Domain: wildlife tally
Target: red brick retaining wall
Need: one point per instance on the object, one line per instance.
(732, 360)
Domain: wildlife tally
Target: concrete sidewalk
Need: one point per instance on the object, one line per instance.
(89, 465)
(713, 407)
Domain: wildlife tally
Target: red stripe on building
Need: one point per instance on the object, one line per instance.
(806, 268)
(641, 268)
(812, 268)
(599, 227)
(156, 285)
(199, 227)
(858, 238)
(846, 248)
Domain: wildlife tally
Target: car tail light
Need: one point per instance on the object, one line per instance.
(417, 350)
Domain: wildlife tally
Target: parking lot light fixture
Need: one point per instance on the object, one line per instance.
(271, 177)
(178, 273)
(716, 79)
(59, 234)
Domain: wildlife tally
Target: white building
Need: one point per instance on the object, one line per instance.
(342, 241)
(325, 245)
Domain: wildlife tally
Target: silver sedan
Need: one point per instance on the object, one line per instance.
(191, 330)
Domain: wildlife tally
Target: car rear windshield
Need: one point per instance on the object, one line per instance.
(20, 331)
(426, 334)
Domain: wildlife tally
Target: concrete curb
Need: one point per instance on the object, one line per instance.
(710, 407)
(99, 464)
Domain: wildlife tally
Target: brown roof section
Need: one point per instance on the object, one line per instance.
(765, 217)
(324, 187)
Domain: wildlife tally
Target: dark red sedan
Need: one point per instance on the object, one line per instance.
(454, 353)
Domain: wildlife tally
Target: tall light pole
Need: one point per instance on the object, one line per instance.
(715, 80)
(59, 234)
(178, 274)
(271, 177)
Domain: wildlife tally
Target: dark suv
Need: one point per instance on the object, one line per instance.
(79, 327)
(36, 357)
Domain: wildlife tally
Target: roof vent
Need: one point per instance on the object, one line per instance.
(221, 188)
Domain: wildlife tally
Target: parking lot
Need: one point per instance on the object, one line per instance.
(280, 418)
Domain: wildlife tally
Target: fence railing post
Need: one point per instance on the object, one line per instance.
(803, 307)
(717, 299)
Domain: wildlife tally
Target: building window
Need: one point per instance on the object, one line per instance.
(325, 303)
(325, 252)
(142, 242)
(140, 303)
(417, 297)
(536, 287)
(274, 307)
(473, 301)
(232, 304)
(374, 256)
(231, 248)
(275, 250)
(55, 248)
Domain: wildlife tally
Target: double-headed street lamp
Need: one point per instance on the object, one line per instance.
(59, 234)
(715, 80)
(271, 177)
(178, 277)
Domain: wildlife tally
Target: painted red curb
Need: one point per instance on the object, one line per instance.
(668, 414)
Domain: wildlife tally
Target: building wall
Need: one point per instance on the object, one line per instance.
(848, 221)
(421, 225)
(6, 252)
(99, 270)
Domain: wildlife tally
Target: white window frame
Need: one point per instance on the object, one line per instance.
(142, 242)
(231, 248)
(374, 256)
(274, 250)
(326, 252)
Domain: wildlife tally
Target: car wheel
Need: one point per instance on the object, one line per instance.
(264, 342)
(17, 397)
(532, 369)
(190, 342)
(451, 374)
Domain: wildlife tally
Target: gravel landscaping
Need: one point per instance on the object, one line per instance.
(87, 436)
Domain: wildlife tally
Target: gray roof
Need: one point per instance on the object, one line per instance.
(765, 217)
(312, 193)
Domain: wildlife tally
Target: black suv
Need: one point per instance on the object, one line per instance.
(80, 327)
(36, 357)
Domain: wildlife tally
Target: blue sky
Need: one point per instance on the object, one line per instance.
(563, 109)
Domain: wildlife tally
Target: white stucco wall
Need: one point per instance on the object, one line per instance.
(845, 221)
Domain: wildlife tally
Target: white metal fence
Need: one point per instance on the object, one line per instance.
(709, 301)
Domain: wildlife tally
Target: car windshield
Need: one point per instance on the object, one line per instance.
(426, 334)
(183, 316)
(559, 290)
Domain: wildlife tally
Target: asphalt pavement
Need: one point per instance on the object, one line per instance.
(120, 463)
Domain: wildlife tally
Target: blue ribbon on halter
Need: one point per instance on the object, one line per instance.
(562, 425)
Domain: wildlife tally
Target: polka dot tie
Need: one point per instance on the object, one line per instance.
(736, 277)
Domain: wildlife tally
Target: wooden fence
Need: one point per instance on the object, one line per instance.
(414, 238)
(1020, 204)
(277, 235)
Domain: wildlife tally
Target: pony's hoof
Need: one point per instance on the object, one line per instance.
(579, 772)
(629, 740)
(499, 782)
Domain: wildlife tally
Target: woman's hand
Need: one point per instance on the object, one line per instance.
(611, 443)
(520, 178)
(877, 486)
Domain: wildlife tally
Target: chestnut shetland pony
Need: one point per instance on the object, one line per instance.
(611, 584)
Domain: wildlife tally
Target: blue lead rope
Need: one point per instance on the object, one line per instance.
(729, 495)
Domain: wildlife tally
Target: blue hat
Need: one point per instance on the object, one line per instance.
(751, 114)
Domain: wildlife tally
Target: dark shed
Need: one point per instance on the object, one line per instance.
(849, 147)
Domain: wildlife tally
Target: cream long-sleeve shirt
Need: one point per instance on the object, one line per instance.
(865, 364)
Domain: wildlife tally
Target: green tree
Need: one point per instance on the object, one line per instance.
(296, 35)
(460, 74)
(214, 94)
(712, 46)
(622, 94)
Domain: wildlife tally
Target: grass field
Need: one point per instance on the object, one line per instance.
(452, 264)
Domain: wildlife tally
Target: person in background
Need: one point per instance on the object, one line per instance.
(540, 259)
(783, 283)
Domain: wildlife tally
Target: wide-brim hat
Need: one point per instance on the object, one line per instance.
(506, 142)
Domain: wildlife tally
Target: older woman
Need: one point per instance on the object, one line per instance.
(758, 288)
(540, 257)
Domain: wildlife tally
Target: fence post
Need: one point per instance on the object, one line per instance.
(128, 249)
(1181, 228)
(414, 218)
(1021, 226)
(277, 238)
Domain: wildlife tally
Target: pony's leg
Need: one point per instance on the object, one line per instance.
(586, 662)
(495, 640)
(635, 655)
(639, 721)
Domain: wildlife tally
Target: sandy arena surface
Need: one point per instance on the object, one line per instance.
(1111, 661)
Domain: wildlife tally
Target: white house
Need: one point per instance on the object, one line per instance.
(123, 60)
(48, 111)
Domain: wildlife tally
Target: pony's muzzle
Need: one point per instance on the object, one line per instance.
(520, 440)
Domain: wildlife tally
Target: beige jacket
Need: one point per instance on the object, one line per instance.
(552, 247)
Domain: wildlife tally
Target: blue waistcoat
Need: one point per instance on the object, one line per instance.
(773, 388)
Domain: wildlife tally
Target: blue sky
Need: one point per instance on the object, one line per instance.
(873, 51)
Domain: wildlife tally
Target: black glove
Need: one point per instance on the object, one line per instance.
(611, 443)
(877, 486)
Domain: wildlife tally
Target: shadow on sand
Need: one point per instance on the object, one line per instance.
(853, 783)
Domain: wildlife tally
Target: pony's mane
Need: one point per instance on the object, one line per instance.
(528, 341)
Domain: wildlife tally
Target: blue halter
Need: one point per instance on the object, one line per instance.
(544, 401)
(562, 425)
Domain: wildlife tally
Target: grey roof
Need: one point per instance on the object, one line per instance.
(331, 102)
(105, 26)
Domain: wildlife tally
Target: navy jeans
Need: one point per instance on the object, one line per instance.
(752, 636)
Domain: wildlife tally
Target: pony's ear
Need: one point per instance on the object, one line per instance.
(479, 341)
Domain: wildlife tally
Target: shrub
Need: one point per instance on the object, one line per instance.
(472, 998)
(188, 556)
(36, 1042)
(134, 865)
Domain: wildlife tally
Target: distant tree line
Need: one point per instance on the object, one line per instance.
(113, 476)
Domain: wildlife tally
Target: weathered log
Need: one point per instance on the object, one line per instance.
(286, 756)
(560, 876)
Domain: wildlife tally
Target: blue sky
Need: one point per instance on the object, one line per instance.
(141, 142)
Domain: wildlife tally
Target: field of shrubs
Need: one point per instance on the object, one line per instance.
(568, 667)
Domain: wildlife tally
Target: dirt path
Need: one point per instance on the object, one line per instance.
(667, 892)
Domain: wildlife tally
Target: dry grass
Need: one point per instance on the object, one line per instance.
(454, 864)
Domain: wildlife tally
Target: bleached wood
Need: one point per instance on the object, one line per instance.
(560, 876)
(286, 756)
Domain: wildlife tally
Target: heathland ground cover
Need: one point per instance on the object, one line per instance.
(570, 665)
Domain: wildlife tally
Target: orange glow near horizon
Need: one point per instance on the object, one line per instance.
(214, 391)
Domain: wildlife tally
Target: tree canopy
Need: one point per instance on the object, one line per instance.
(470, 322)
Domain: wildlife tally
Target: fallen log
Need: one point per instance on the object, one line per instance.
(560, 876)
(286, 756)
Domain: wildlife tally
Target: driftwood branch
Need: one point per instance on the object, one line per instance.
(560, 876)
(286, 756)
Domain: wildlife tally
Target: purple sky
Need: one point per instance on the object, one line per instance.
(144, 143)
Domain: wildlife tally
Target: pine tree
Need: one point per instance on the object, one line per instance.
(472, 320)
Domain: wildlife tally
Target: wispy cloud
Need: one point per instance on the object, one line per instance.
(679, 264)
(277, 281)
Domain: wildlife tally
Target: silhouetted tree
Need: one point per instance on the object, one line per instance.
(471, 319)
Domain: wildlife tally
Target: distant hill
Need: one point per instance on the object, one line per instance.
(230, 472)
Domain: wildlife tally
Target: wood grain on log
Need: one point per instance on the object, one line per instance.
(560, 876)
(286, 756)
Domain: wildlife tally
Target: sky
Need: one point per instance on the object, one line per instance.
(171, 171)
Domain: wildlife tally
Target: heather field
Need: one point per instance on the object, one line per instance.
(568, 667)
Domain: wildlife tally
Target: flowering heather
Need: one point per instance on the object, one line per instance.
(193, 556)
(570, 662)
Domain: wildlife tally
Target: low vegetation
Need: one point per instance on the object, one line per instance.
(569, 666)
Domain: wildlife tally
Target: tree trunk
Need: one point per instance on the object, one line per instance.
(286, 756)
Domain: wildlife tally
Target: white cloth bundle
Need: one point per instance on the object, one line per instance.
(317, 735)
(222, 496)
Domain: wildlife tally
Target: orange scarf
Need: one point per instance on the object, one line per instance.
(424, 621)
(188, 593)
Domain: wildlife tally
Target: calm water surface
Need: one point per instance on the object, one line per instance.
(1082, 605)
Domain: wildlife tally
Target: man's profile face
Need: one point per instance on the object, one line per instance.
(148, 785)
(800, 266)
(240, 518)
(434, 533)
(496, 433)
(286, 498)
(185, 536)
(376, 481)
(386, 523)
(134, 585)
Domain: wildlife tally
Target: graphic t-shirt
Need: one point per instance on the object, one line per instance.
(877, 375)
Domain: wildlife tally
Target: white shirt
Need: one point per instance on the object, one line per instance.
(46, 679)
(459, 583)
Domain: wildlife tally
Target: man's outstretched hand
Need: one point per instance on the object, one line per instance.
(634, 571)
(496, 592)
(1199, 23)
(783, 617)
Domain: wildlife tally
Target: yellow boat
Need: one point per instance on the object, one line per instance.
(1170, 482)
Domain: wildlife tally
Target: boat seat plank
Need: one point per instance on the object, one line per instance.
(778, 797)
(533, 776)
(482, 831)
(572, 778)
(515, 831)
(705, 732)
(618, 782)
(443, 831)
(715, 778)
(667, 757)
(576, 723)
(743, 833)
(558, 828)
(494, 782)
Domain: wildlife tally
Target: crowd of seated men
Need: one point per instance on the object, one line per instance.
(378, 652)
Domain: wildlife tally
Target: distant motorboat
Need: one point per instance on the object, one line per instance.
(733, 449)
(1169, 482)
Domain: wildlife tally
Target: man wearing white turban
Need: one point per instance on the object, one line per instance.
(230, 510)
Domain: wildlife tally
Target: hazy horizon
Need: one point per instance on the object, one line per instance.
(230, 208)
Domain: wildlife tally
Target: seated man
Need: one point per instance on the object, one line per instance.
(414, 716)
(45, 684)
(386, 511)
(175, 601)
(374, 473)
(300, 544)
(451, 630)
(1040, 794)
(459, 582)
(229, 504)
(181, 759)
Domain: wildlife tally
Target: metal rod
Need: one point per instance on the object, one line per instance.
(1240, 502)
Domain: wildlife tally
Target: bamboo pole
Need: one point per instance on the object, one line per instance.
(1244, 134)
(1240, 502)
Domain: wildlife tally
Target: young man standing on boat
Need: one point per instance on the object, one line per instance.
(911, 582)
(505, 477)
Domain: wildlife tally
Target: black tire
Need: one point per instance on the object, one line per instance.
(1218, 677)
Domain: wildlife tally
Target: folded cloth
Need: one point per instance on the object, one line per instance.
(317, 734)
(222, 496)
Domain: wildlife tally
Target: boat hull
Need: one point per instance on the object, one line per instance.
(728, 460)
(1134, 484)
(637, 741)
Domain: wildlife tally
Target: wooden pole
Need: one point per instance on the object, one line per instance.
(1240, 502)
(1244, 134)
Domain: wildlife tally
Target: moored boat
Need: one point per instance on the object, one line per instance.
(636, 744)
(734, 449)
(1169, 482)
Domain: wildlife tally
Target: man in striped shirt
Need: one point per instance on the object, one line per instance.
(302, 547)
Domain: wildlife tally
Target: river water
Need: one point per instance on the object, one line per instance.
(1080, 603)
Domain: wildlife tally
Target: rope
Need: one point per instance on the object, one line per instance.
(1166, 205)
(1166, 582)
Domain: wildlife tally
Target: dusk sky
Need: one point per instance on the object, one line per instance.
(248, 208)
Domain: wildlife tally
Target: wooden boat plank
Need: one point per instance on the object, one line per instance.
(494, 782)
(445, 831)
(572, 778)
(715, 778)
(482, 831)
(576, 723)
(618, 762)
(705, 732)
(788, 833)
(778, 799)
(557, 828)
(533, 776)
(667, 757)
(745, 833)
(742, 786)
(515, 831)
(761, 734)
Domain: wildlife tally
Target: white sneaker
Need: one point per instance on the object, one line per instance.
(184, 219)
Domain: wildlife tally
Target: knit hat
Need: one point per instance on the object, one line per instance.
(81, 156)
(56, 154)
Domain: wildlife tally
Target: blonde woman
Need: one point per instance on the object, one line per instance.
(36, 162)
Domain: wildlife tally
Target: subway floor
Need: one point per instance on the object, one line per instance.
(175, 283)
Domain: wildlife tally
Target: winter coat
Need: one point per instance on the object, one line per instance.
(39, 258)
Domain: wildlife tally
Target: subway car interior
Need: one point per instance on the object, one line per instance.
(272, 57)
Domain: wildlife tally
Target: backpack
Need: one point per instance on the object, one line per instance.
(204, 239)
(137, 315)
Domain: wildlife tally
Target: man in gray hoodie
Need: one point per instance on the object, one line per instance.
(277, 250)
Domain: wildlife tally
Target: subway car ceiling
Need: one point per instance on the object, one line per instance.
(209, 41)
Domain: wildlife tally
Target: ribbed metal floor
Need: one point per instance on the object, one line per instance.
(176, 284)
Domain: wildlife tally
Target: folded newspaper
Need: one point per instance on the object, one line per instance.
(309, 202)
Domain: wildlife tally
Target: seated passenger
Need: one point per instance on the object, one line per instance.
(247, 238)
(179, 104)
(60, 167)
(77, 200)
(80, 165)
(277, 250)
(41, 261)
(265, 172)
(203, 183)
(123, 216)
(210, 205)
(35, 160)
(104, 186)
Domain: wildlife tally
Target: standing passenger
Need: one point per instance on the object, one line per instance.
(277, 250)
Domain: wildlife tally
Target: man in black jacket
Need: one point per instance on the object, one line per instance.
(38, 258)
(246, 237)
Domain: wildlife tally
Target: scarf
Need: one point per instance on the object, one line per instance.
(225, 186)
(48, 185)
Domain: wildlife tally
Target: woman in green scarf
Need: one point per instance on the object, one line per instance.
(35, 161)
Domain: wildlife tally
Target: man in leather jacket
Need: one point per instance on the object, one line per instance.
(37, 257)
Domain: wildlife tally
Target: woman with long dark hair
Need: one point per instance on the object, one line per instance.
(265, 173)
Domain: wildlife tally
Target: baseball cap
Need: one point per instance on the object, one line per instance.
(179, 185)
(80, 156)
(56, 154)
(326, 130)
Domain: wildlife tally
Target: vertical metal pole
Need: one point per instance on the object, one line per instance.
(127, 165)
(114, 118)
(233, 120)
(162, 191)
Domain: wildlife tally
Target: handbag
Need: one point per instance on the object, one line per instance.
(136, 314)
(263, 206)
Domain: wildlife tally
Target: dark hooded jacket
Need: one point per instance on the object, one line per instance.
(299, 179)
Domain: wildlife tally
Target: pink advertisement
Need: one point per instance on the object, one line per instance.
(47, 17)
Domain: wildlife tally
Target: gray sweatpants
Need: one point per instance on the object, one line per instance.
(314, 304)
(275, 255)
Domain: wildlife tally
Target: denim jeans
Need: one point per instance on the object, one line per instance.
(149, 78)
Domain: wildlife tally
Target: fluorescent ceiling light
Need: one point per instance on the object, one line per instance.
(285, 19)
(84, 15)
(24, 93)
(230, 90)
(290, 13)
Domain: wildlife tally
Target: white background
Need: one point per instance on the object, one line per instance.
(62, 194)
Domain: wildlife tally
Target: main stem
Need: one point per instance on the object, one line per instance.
--------
### [PROBLEM STATEMENT]
Select every line in the entries above that contains the word "water", and copy each one.

### [TASK RESPONSE]
Target: calm water surface
Target: river water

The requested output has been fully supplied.